Theological FAQ

Why should I believe in the Christian faith when Christians do so many evil things in God's name?

Many people, most famously David Hume, have objected to God's existence on the basis of the existence of evil. Yours is a different (and in some ways more powerful) objection: Since the Christian faith rests on the Church's human testimonies, do not the many evil acts of Christians discredit those testimonies?

In a wider sense your objection applies too to the evil acts of Jews, Christians, and Muslims — and of all partisans, patriots, and ideologues. They claim to represent and even speak for what is right and good, yet they say and do things that seem to contradict what is right and good. Can they be trusted? Doesn't their hypocrisy at least count as evidence against the truth of their testimony?

Perhaps it does. A political science major in college, I had professors who were Marxists. (One Marxist economist was well known for driving a red Ferrari. That wasn't hypocrisy, he explained: In the absence of revolutionary conditions, there was nothing he could do to dislodge capitalism.) They described capitalist economies as inevitably exploitative, unstable, and debilitating, and socialist economies as just, peaceful, and virtuous. Some of us students compared their analyses with the concrete failures of every Marxist national experiment, and the hegemony of corrupt and hypocritical leaders wherever Marxism was proclaimed — and that was before the fall of the Eastern bloc and the Soviet Union. When confronted with all that evidence — the terror famines of Lenin and Stalin, the gulag, the Chinese Great Leap Forward and Cultural Revolution, the limos and dachas and special stores for Party brass — they would inevitably protest that the Soviet Union and the others were not really communist, but "state capitalist." Socialism had been imposed on their preindustrial societies before their economies had developed to the point where communism was the inevitable outcome. Besides, the Bolsheviks and other parties had corrupted Marx's program, not followed it.

I think we skeptical students were right and our idealistic professors were dead wrong. There are structural reasons that a Marxist political program will corrupt those who pursue it.

I teach a Church history course in which our main text describes the Church's many atrocities with brutal honesty: forced conversions, anti-Judaism, the crusades, the Inquisition, endless moneygrubbing, complicity with colonialism and slavery, oppression of women, witch hunts, ethnic warfare, capitulation to nationalism, silence during the Holocaust.... The accumulated picture is sickening. Can Jesus Christ really be leading these people? How can the Holy Spirit be taking up residence in them?

I also teach a course in which we examine the theology and history of the Muslim faith, a painful subject for Americans since September 11. Since then spokespeople for Muslims have been protesting that "real Islam" is a religion of peace that refuses to engage in forced conversions, that liberates rather than denigrates women, that dignifies humanity, and that tolerates religious differences better than Christianity historically has. The unvarnished history of the tradition suggests otherwise: "real Muslims" have indeed practiced forced conversion, though more rarely than Christians; women have been increasingly marginalized, while Christians have increasingly liberated them; Muslims engaged in African slave trade both before and after the West (though not so brutally); and Muslims have persecuted and killed apostates, minority Muslims such as Ahmadis and Shia, and occasionally even Jews and Christians, who when subservient are explicitly protected in the Quran. (These latter need only be classified as infidels in order for the Quran's rough justice to apply now to them.) Wahhabi influence continues to grow, and Osama bin Laden is still a hero throughout the Muslim world. Will the real Islam please stand up? And why should I accept as a prophet someone who denies the divinity of Jesus and the clear historicity of the crucifixion, and who condones the extermination of pagans and the domestication of Christians and Jews, many of whose followers seem to be agents not so much of enlightenment and peace as of intellectual dishonesty, cultural stagnation, and strife?

→ **PROVIDED DATA**:
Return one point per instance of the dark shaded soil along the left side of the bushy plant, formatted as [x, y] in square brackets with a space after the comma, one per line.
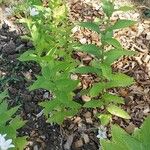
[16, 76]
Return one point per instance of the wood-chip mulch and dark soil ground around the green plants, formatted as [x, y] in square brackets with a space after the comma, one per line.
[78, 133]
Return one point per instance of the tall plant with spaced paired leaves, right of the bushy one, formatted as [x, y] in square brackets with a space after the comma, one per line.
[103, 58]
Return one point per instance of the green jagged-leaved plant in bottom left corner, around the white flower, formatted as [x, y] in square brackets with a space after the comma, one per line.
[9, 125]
* * *
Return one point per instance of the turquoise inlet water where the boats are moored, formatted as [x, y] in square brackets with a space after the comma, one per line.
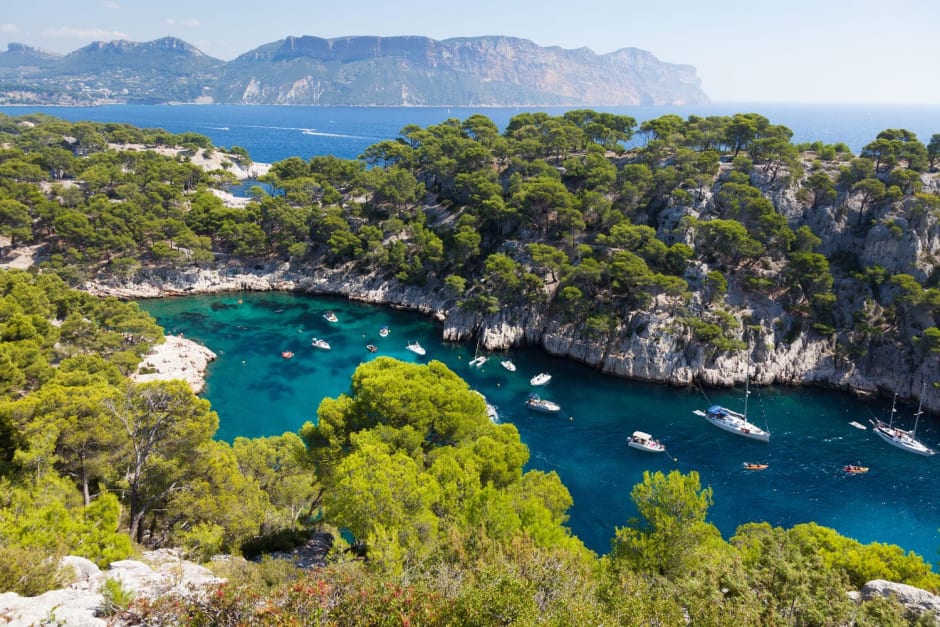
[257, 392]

→ **WORK TO COMPLETE**:
Continue the theological FAQ answer above on whether the evil acts of Christians discredit their faith, starting right after its last sentence.

→ **RESULT FOR THIS TASK**:
This year I have watched conservatives becoming Machiavellians, liberals becoming lunatics, Muslims apologizing for terrorism, Hindus preaching ethnic cleansing, and, worst of all, Christians scapegoating gays and secularists and covering up child sex abuse. Of course many in each of these groups are benevolent, peaceful people. But the monsters rule the headlines, and something that belongs to each tradition is producing them. It has been a tough year to believe in anything.

Except myself. For existential comfort in our world of ambiguity, we are tempted to consider only the best in ourselves, and the worst in our rivals. It works for a while — until too much contrary evidence accumulates. Then what?

One approach just keeps piling on negatives about rivals and concentrates on positives about ourselves, and consciously ignores positives about rivals and negatives about ourselves. That was how my Marxist professors, deliberately or subconsciously, found the excuses that allowed them to discount the results of every real-life experiment in communism, to ignore the brilliant analysis of the Austrian School of economists, who showed back in the 1930's and 40's why socialism was bound to fail, and to continue teaching Marxian political economy. I could try answering your question about the Church by frantically spinning Christian history towards the positive, and finding reasons to shrug off the failures. "Those aren't really Christians," I could say, and I could pull out 1 John 3:4-10 to give my claim a biblical veneer. (Or, if I taught at a madrasa, I could spin Muslim history the same way: "Terrorists aren't real Muslims.") If you are already predisposed to believe, it won't take much of this to reassure you, at least for a while. Then again, if you are already predisposed not to believe, then this is not likely to work, as your psychology is already tending to filter out the data that doesn't match your conclusion.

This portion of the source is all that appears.